*** Excerpted text Section Begins ***
Director of Government Affairs and Legislative Policy, Cuban American National Council
Alicia Diaz is an energetic professional with a dynamic personality and a strong commitment to public health and diverse communities. She recently returned to the non-profit sector to take over the position of Director of Government Affairs and Legislative Policy for the Cuban American National Council’s DC office, an office she launched in 2002 and has guided through unprecedented expansion and growth over the years.
Prior to this she served as Director for the Americas in the Office of Global Health Affairs in the U.S. Department of Health and Human Services. She also was a Senior Associate at HMA Associates, Inc. in Washington, DC, where she served as deputy director of a national HIV prevention project, overseeing and managing an integrated marketing health communications project for the Centers for Disease Control and Prevention (CDC); and Director of New Jersey's Center for Hispanic Policy Research and Development in the New Jersey State Department of Community Affairs.
*** Excerpted text Section Ends ***
*** Supplied records Section Begins ***
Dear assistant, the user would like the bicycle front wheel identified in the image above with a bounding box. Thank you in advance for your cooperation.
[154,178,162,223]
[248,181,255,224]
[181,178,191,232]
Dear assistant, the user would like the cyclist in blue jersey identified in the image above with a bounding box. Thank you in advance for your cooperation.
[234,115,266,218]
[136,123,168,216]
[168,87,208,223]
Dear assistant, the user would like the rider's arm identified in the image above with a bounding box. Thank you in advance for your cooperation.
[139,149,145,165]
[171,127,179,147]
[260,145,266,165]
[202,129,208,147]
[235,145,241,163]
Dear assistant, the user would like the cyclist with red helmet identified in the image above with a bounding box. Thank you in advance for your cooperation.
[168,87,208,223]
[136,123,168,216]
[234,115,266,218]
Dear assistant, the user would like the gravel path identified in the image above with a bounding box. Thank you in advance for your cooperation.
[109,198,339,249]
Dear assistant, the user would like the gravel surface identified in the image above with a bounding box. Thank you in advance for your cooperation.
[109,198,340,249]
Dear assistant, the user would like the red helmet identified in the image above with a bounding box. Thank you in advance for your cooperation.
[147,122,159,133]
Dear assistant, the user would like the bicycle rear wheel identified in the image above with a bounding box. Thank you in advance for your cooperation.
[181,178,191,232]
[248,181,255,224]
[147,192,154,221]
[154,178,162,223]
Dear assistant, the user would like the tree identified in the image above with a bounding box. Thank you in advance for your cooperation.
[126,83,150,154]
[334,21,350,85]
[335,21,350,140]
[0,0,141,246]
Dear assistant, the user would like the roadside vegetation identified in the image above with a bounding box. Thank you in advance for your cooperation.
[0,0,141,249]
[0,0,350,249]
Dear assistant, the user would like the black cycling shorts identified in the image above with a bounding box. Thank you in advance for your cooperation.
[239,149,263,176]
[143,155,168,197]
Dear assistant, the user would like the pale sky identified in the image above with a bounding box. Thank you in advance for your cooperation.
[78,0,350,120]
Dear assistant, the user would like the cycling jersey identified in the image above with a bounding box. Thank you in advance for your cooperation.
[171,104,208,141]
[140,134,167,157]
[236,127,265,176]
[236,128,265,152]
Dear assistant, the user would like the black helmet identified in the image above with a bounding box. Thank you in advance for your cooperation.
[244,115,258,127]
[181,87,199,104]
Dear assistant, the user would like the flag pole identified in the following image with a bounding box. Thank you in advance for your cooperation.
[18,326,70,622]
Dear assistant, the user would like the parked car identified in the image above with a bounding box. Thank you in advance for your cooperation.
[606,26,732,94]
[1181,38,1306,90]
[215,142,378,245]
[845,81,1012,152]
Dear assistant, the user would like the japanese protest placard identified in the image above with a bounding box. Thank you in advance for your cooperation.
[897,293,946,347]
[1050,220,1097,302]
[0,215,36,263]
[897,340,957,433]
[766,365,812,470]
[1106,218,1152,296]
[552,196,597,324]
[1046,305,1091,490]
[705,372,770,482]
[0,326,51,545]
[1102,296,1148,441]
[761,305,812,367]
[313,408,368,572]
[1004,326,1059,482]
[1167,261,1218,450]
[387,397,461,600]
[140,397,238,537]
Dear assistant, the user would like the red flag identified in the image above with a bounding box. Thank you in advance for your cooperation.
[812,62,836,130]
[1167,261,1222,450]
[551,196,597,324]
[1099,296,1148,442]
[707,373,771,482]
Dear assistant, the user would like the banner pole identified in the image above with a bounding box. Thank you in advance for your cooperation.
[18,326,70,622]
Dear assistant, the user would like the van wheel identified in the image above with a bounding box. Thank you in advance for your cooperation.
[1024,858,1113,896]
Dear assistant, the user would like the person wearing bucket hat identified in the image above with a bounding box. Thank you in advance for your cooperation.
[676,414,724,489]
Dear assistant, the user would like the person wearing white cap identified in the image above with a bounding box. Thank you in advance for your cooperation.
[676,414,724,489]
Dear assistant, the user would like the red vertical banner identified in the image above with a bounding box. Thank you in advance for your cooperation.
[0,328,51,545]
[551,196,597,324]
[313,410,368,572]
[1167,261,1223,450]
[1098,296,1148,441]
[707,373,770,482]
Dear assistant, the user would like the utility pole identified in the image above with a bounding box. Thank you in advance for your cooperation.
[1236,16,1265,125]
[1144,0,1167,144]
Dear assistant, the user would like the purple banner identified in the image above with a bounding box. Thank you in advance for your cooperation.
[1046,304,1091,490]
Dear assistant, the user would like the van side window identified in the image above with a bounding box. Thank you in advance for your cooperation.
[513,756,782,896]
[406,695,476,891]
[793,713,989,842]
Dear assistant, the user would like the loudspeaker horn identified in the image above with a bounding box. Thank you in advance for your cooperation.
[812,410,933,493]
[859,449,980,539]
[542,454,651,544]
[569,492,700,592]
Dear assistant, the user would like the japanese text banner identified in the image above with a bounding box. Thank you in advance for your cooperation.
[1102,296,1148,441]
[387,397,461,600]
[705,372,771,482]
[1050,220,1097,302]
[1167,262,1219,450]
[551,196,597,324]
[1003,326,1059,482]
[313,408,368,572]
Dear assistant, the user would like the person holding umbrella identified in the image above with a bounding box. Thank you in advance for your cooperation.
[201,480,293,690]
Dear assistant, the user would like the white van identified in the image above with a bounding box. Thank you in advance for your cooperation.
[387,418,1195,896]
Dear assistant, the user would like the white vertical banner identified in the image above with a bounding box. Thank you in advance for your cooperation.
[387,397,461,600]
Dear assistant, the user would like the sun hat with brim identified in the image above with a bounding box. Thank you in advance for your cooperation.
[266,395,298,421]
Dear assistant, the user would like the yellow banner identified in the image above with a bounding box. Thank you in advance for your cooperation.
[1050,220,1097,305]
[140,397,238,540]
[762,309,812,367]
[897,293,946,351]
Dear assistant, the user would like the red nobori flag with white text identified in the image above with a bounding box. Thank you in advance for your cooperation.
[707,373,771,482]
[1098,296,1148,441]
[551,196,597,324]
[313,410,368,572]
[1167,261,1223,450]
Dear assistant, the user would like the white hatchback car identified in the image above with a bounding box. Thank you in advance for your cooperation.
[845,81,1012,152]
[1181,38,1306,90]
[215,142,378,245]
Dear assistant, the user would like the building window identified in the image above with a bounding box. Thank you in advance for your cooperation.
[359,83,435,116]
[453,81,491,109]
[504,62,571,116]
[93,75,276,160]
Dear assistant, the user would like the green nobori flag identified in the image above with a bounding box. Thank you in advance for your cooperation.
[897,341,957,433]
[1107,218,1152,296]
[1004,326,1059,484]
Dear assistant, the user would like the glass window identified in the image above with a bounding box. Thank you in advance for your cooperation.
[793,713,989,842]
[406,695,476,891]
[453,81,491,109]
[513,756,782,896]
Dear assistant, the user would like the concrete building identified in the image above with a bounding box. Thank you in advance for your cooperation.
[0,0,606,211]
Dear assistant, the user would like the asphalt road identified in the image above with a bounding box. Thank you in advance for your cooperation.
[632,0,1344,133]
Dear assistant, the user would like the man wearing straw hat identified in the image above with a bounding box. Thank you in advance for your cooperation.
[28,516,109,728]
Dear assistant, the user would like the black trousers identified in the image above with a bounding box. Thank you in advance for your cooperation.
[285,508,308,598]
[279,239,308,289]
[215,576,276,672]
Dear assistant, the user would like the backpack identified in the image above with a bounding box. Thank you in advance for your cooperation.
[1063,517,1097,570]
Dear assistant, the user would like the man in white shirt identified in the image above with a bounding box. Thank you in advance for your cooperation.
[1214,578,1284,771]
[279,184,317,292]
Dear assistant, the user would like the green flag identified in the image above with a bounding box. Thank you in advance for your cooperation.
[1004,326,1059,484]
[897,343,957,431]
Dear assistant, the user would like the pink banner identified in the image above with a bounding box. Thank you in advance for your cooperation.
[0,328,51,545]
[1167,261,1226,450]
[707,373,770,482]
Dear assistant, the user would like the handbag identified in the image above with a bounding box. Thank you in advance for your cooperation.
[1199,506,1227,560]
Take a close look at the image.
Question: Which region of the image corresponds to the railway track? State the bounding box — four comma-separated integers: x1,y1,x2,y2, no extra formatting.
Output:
*** Supplied records Section Ends ***
According to the profile of Alicia Diaz, in what year did she launch the Cuban American National Council's DC office?

Your response
2002